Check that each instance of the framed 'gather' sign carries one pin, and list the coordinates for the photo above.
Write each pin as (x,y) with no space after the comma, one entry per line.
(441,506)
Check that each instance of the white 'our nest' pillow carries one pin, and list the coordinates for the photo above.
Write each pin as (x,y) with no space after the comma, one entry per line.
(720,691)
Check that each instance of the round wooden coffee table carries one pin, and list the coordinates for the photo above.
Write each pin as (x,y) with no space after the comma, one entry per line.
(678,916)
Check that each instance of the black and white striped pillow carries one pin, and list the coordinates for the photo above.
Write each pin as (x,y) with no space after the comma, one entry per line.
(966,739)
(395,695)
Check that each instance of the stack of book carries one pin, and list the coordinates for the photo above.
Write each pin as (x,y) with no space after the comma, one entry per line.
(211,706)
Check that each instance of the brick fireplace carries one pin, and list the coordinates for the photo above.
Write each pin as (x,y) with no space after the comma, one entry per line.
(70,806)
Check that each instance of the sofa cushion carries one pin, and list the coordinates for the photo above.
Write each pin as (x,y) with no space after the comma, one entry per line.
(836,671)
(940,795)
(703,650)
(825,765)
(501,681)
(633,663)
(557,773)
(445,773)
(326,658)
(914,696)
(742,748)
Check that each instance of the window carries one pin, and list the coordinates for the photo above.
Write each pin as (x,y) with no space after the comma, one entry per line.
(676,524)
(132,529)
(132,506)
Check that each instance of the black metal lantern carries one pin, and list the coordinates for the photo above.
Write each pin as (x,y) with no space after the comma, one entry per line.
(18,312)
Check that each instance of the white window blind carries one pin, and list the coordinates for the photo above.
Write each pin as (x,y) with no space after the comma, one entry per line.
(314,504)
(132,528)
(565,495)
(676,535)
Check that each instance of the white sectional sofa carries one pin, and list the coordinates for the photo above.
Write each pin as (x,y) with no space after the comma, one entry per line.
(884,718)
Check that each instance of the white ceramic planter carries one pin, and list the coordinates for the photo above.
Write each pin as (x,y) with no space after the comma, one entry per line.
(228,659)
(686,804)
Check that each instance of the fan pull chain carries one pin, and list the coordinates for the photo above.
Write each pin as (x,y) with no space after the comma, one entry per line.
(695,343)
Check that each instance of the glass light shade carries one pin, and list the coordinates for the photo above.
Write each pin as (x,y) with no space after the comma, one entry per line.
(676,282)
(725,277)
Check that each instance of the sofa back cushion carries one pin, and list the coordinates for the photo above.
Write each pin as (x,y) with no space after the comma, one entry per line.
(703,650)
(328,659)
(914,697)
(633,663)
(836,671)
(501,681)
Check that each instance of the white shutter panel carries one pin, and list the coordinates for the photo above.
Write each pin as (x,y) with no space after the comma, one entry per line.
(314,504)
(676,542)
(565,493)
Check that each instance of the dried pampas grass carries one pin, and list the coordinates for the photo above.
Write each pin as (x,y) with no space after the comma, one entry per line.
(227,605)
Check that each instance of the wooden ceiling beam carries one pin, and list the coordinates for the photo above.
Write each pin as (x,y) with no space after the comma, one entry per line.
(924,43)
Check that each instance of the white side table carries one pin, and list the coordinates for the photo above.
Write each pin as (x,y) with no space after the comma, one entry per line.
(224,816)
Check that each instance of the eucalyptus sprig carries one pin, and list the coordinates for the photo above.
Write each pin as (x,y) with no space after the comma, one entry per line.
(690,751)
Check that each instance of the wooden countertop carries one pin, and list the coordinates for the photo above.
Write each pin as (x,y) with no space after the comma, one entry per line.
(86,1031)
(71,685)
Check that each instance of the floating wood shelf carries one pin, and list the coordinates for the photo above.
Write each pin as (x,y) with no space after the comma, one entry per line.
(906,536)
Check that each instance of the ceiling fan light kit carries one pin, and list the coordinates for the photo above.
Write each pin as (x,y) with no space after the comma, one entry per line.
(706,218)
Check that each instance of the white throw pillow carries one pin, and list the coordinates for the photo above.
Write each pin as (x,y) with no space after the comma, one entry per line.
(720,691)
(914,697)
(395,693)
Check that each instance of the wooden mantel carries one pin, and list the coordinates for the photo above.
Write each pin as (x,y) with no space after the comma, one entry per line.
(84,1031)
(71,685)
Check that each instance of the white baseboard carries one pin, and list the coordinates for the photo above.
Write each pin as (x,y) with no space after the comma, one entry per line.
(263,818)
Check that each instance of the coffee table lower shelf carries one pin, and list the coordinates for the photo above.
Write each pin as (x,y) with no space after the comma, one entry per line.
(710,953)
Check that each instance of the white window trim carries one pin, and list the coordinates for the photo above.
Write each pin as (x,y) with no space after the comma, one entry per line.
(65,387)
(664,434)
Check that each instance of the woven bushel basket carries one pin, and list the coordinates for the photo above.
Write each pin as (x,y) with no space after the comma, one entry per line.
################
ABOUT THIS EXERCISE
The entries above must be transcribed word for word.

EXPECTED OUTPUT
Check that each instance of the framed 'gather' sign carries one pin, and list the coordinates for the photo above.
Write each pin as (x,y) with no space after the comma, one entry per line.
(441,506)
Check that each instance of the white 'our nest' pillow carries one pin, and list the coordinates for the photo above.
Write each pin as (x,y) with no space after the comma, one entry per line.
(720,691)
Check that each instance of the round wooden coffee table carries one pin, and list the coordinates for the photo above.
Write each pin as (x,y) with no space after the comma, one entry per line.
(678,916)
Check that each instance of the black and white striped pillow carries one pin, and list the coordinates for the photo above.
Write each pin as (x,y) with no space after the comma, one entry per line.
(966,739)
(395,695)
Check that each instance of the stack of book carries one pin, and list the coordinates for the photo above.
Write each pin as (x,y) with no space after the comma, one entry per line.
(211,706)
Check that each instance of the brick fireplace carries one pin, and list the coordinates for the photo above.
Write each pin as (x,y) with no space after the comma, one entry per line.
(70,806)
Check that each instance of the sofa cushion carries one pin, and list the coordinates for the photo above.
Write each pin as (x,y) with no space after the comma, one entry per line.
(836,671)
(940,795)
(703,650)
(825,765)
(501,681)
(633,663)
(557,773)
(445,773)
(326,658)
(914,696)
(742,748)
Check that each instance of the window carries one pin, and list the coordinates for the photo above.
Write each pin as (x,y) with no space after the comma, one entry per line.
(676,524)
(132,529)
(132,506)
Check that each instance of the black metal lantern carries one pin, and list the coordinates for the photo above.
Write each pin as (x,y) with no space after the comma, one entry per line.
(18,312)
Check that each instance of the white window blind carries one pin, and list the coordinates for the photo above.
Write each pin as (x,y) with no space after the comma, one entry per line.
(314,504)
(132,528)
(565,495)
(676,535)
Check that each instance of the white sectional sofa carries one pin, and list the coordinates for the photo above.
Write each pin as (x,y) with no space after the comma, one entry per line.
(884,718)
Check that each instance of the white ceramic planter carries one pin, and list the coordinates for the photo above.
Write each pin as (x,y) with no space after the comma, one entry per line.
(228,659)
(686,804)
Check that each instance of the fan pull chain carries one pin, and list the coordinates for the photo above.
Write each pin as (x,y) with no space after the comma, one entry per line.
(695,343)
Check that each instance of the glass light shade carries one pin, and list the coordinates for the photo above.
Write each pin as (x,y) with no space after the comma, one entry per line.
(676,282)
(725,277)
Check that each instance of the sofa back cushion carries one pin, and list the coordinates for the photo above.
Write each pin as (x,y) with no space after the comma, one entry per line.
(703,650)
(328,659)
(914,697)
(633,663)
(836,671)
(501,681)
Check that each instance of the white shutter panel carries one pin, and list the coordinates for the photo above.
Write each pin as (x,y) with no space after the comma, one entry per line.
(314,504)
(676,542)
(565,493)
Check that each instance of the dried pampas grass carries one pin, and list the coordinates for the photo above.
Write each pin as (x,y) with no space after the comma, one entry per line.
(227,605)
Check that each instance of the wooden ceiling beam carries one pin, and list the coordinates for the photo above.
Write each pin as (x,y) with no space after the comma, one entry per line.
(924,43)
Check that each instance of the white side table carries one pin, and list the coordinates for the photo above.
Write each pin as (x,y) with no space after the comma, one entry per line.
(224,816)
Check that each instance of the eucalyptus sprig carries one pin, and list the coordinates for the photo above.
Write each pin as (x,y) with no space after the comma, one entry per line.
(690,751)
Check that each instance of the wooden countertop carries one pin, and list the coordinates for the photo above.
Write each pin as (x,y) with no space after the comma, one entry per line.
(86,1031)
(71,685)
Check that each instance of the floating wood shelf carries one pin, and list the coordinates for the photo above.
Write each pin as (x,y) with no space after the comma, one entry per line.
(906,536)
Check that each instance of the ceiling fan light kit carries one pin, and list the coordinates for the photo above.
Write each pin as (x,y) with no space after the comma, one entry per line.
(706,218)
Check that each instance of the white throw pillow carries one pin, and list the coordinates for the photo above.
Write each pin as (x,y) with no space after the comma, one entry per line.
(720,691)
(914,697)
(395,693)
Check that each instance of the wooden mantel carries one pin, and list the coordinates for the photo above.
Write each pin as (x,y) with no space after the comma, one entry per line.
(84,1031)
(71,685)
Check that each instance of the white baseboard carries one pin, and list the coordinates for the photo above.
Write each pin as (x,y) with no space after the comma, one entry per line.
(263,818)
Check that each instance of the coffee table lower shelf carries one pin, and list the coordinates for the photo above.
Write each pin as (x,y) with no space after the comma, one entry per line.
(710,953)
Check that each instance of the white window trim carries one pin, and list the coordinates for the photo above.
Write each pin as (x,y) with no space after the comma, one entry per line.
(65,387)
(664,434)
Check that each instance of the woven bushel basket carries one pin, and list the coordinates for the photo above.
Write each pin as (x,y) with no space after the comma, one entry per line.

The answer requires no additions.